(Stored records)
<<<<
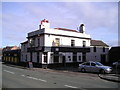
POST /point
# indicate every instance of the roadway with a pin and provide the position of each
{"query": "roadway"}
(14, 77)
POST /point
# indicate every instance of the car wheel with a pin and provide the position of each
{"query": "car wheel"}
(102, 71)
(83, 70)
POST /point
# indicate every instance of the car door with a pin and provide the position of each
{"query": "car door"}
(87, 66)
(93, 67)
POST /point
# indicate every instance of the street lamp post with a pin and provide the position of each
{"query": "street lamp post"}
(30, 63)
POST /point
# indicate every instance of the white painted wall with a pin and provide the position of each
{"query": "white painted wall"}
(65, 41)
(96, 56)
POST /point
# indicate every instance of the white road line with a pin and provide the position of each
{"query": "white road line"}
(70, 86)
(23, 75)
(9, 71)
(42, 80)
(36, 79)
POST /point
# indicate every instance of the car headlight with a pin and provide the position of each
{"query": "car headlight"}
(108, 69)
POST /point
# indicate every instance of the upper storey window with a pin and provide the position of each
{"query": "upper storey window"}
(57, 42)
(84, 43)
(72, 43)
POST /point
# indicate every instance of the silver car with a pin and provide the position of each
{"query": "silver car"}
(92, 66)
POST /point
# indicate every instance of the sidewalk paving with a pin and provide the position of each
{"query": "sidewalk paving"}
(110, 77)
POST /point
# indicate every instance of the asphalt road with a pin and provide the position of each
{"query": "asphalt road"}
(14, 77)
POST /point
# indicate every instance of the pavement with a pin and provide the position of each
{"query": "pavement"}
(110, 77)
(114, 76)
(14, 77)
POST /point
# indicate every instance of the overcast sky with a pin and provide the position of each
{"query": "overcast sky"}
(100, 19)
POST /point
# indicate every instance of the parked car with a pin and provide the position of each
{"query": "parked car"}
(116, 64)
(94, 67)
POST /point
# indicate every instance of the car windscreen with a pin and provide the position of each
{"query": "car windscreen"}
(99, 64)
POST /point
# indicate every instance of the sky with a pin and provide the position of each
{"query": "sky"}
(20, 18)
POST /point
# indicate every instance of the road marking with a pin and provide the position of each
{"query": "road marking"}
(9, 71)
(35, 78)
(70, 86)
(42, 80)
(23, 75)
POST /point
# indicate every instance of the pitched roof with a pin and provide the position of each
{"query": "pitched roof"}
(66, 29)
(24, 42)
(98, 43)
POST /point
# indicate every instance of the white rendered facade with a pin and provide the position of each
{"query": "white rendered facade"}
(58, 46)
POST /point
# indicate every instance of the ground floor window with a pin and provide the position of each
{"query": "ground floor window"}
(45, 57)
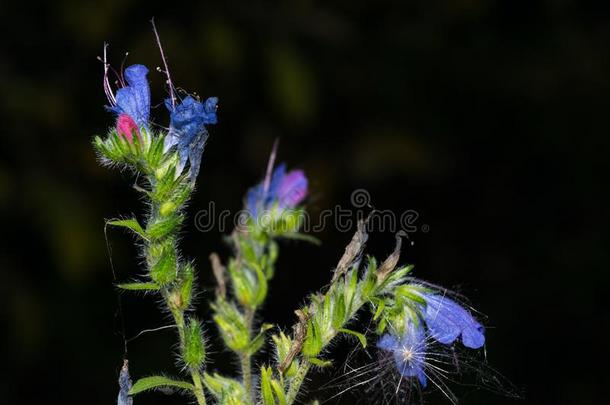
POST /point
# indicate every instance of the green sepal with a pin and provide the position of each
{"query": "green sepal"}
(148, 286)
(194, 346)
(313, 340)
(131, 224)
(158, 381)
(302, 237)
(339, 311)
(164, 262)
(266, 390)
(259, 340)
(319, 362)
(279, 392)
(187, 276)
(163, 227)
(283, 344)
(359, 335)
(231, 324)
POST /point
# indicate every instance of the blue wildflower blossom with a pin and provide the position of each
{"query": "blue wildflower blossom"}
(287, 190)
(187, 130)
(134, 99)
(408, 351)
(446, 320)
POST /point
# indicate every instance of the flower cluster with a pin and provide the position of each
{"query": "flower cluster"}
(188, 120)
(435, 318)
(284, 190)
(411, 317)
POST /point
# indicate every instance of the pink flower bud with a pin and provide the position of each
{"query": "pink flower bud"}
(126, 127)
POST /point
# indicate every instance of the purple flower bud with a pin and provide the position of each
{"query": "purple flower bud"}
(126, 127)
(134, 99)
(288, 190)
(292, 189)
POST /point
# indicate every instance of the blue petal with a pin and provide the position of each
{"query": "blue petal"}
(421, 376)
(188, 132)
(253, 198)
(414, 341)
(134, 99)
(388, 342)
(210, 106)
(276, 180)
(447, 320)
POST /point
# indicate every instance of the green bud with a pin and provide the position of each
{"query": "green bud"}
(186, 288)
(232, 325)
(226, 390)
(162, 260)
(283, 344)
(194, 346)
(167, 208)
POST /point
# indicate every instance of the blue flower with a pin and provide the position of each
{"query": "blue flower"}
(187, 130)
(447, 320)
(134, 99)
(408, 351)
(287, 190)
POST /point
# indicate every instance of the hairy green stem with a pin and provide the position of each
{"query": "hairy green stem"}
(246, 358)
(196, 377)
(297, 381)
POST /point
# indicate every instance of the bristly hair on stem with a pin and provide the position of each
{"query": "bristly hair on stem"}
(420, 334)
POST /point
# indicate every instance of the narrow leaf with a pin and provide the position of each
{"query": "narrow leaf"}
(319, 362)
(131, 224)
(150, 286)
(157, 381)
(359, 335)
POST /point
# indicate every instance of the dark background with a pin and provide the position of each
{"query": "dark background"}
(488, 118)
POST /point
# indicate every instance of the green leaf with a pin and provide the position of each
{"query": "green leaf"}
(380, 307)
(149, 286)
(194, 346)
(301, 236)
(131, 224)
(359, 335)
(164, 226)
(266, 392)
(319, 362)
(157, 381)
(279, 392)
(258, 341)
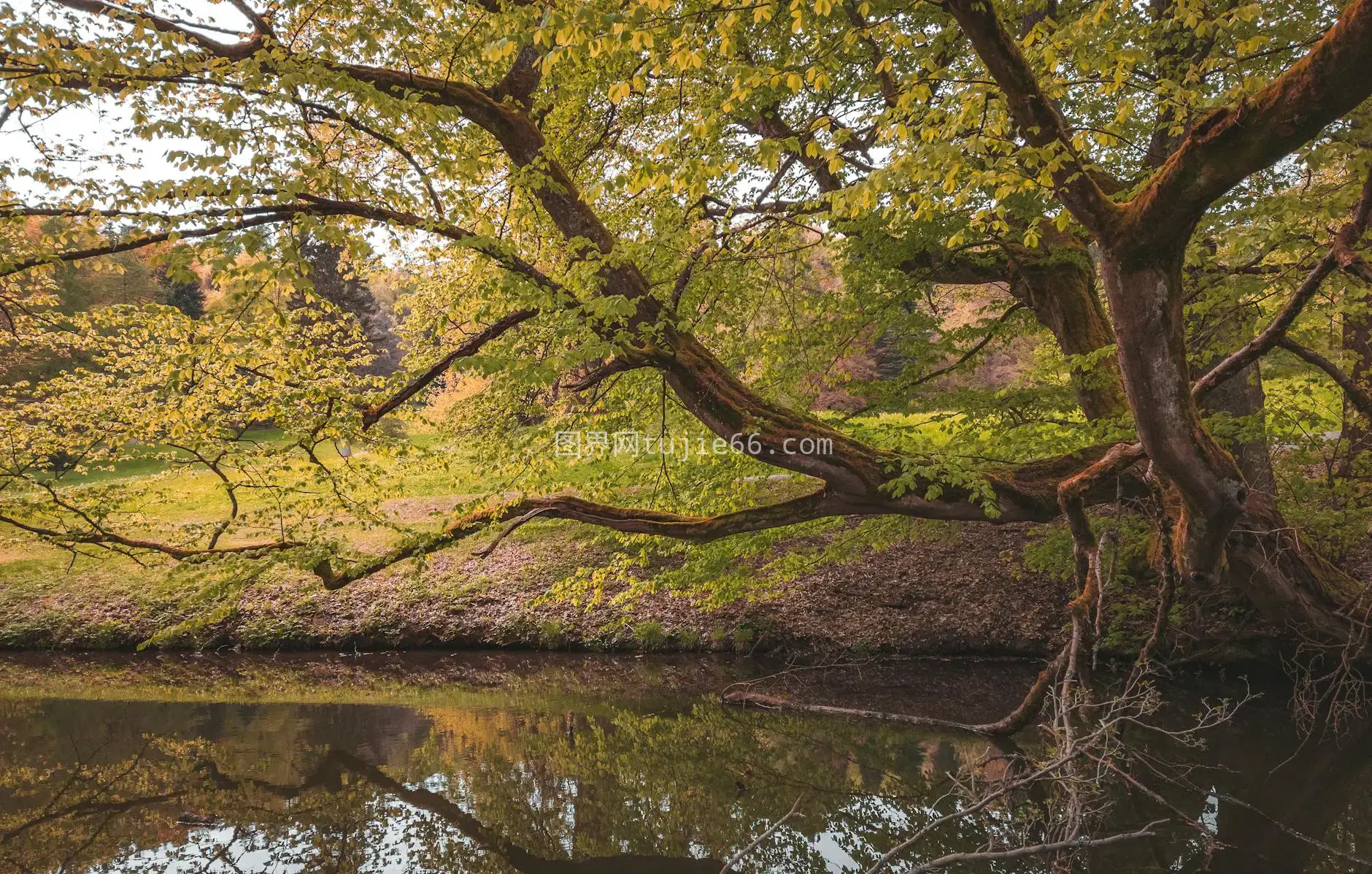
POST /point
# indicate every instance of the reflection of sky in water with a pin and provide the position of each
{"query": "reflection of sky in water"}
(394, 844)
(453, 788)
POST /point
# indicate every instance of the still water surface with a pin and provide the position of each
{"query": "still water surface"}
(566, 764)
>>>>
(ASSIGNMENT) Work from the entries above. Set down exactly and only the lines from the line with "# indicate every instance of the hairy" to the line with "# indicate every instance of the reflection", both included, and leave the pictures out.

(TASK SOLUTION)
# indicate every instance of the hairy green stem with a pin and provide the position of each
{"query": "hairy green stem"}
(246, 358)
(196, 377)
(297, 381)
POST /point
# indicate every instance of the bristly hair on stem with a pin and provide the position of each
{"query": "bristly hair on stem"}
(420, 334)
POST /point
# indicate every instance of the narrow leaf with a pin and provide the position of each
{"query": "narrow leaf"}
(319, 362)
(131, 224)
(150, 286)
(157, 381)
(359, 335)
POST /point
# indicate every instance of the dark background with a pin and provide the position of each
{"query": "dark background"}
(488, 118)
POST /point
# indicate every instance of the green leaf with a pin and provide the position of each
{"query": "green leaf"}
(380, 307)
(149, 286)
(194, 346)
(301, 236)
(131, 224)
(359, 335)
(164, 226)
(266, 392)
(319, 362)
(157, 381)
(279, 392)
(258, 341)
POST /point
# indicate every instance of the reflection of sky in water with a pin and provide the position of each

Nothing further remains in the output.